__What this task involves__: Return every line from the records below with the string "foliage".

┄┄┄┄┄┄┄┄┄┄

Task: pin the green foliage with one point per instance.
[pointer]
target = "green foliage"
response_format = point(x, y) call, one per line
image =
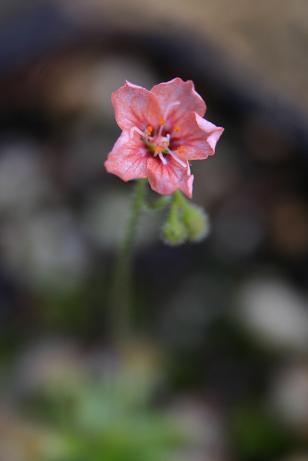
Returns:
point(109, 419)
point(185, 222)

┄┄┄┄┄┄┄┄┄┄

__Response to the exercise__:
Task: pin the green foliage with one point per instance.
target = "green foliage"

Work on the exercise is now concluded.